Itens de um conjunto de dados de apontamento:

....

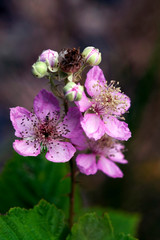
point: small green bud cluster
(92, 56)
(66, 68)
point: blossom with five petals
(104, 109)
(45, 129)
(99, 155)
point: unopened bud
(92, 56)
(50, 57)
(70, 60)
(73, 92)
(39, 69)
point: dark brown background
(128, 35)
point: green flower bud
(39, 69)
(92, 56)
(73, 92)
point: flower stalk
(72, 193)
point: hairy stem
(72, 171)
(72, 193)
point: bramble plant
(80, 124)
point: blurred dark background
(127, 32)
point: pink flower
(106, 105)
(102, 155)
(44, 129)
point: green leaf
(122, 236)
(43, 222)
(92, 227)
(121, 221)
(26, 180)
(124, 222)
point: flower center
(109, 101)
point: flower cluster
(93, 127)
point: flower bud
(92, 56)
(50, 58)
(70, 60)
(73, 92)
(39, 69)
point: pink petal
(116, 156)
(94, 76)
(93, 126)
(117, 129)
(80, 141)
(71, 122)
(124, 105)
(87, 163)
(60, 151)
(24, 149)
(84, 103)
(109, 168)
(46, 104)
(21, 121)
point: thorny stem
(73, 174)
(72, 193)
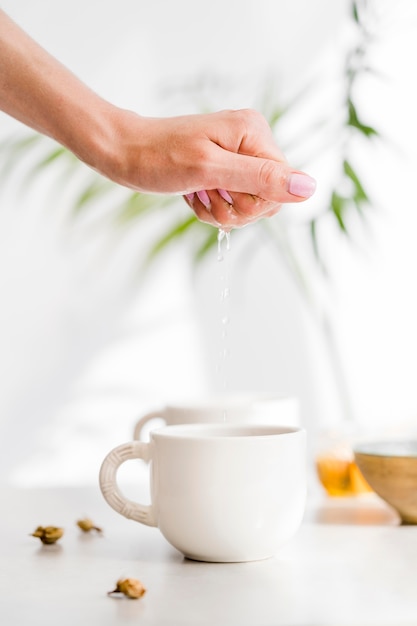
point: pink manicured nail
(204, 198)
(301, 185)
(225, 195)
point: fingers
(229, 210)
(266, 178)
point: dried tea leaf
(130, 587)
(87, 525)
(48, 534)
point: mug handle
(143, 420)
(145, 514)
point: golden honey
(340, 476)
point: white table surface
(351, 563)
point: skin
(226, 150)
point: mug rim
(234, 400)
(217, 431)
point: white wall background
(85, 348)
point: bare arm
(227, 150)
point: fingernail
(225, 195)
(301, 185)
(204, 198)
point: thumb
(268, 179)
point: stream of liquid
(223, 258)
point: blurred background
(322, 302)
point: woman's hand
(226, 164)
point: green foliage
(128, 207)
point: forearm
(40, 92)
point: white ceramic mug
(254, 408)
(219, 492)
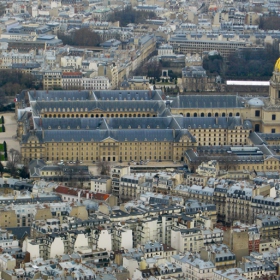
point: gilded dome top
(277, 65)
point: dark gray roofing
(69, 123)
(142, 123)
(34, 167)
(256, 138)
(20, 232)
(74, 107)
(207, 101)
(127, 95)
(49, 95)
(219, 122)
(120, 135)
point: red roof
(71, 73)
(100, 196)
(65, 190)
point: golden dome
(277, 65)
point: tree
(104, 167)
(23, 172)
(81, 37)
(1, 168)
(130, 15)
(14, 159)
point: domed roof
(277, 65)
(256, 102)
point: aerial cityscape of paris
(140, 140)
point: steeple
(274, 88)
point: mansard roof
(149, 135)
(127, 95)
(56, 95)
(207, 101)
(219, 122)
(91, 105)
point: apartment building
(74, 62)
(101, 185)
(219, 255)
(194, 267)
(187, 239)
(184, 45)
(52, 79)
(96, 83)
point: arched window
(257, 128)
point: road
(10, 131)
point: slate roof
(143, 123)
(129, 135)
(40, 95)
(207, 101)
(127, 95)
(69, 123)
(221, 122)
(74, 107)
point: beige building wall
(79, 212)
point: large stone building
(142, 124)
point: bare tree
(104, 167)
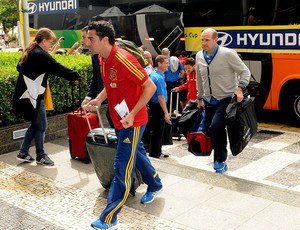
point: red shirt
(190, 85)
(123, 77)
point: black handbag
(188, 117)
(241, 124)
(167, 137)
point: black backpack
(132, 48)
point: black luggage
(188, 117)
(101, 144)
(241, 124)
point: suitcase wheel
(70, 150)
(87, 158)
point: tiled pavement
(261, 190)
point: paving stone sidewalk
(30, 201)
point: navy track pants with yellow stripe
(130, 153)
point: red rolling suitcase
(101, 144)
(78, 128)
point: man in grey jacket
(221, 74)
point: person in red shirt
(191, 80)
(124, 79)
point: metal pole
(25, 21)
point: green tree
(8, 14)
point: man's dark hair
(103, 29)
(160, 59)
(84, 29)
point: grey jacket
(222, 76)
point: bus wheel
(296, 107)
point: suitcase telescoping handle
(100, 122)
(171, 104)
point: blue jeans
(215, 119)
(36, 131)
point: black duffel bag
(241, 124)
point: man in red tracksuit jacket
(124, 79)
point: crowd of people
(212, 77)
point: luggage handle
(171, 104)
(100, 121)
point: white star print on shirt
(34, 89)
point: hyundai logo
(224, 39)
(32, 8)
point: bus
(271, 26)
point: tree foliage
(8, 13)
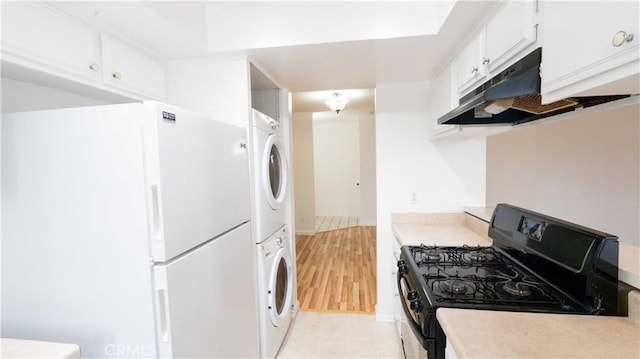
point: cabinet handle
(620, 38)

....

### Exercício proposto
Transcreva os itens da linha que contém "point: suitcase wheel" até o fim dos itens, ambas as extremidades incluídas, com os pedidos de rótulo, e multiplique por 2,6 cada coordenada das respostas, arredondando para o inteiro mais próximo (metades para cima). Não inclua as imagens na resposta.

### Resultado do exercício
point: suitcase wheel
(182, 390)
(226, 411)
point: tiled pavement
(679, 494)
point: paving stone sidewalk
(78, 523)
point: navy track pants with yellow stripe
(338, 398)
point: red rolling suitcase
(263, 374)
(203, 333)
point: man in grey jacket
(575, 192)
point: person in red shirt
(497, 208)
(322, 205)
point: metal pole
(65, 55)
point: green tree
(21, 36)
point: man's dark hair
(268, 75)
(416, 153)
(218, 75)
point: grey jacket
(577, 198)
point: bus wheel
(770, 278)
point: suitcase telescoping handle
(260, 317)
(445, 270)
point: blue jeans
(559, 309)
(94, 341)
point: black duffel bag
(627, 322)
point: man in red tracksuit jacket
(322, 205)
point: crowd of people
(551, 200)
point: luggage handle
(445, 270)
(260, 315)
point: white star print on shirt
(88, 231)
point: hyundai logo
(582, 101)
(83, 21)
point: bus
(705, 68)
point: tree foliage
(21, 34)
point: cabinet handle
(1612, 99)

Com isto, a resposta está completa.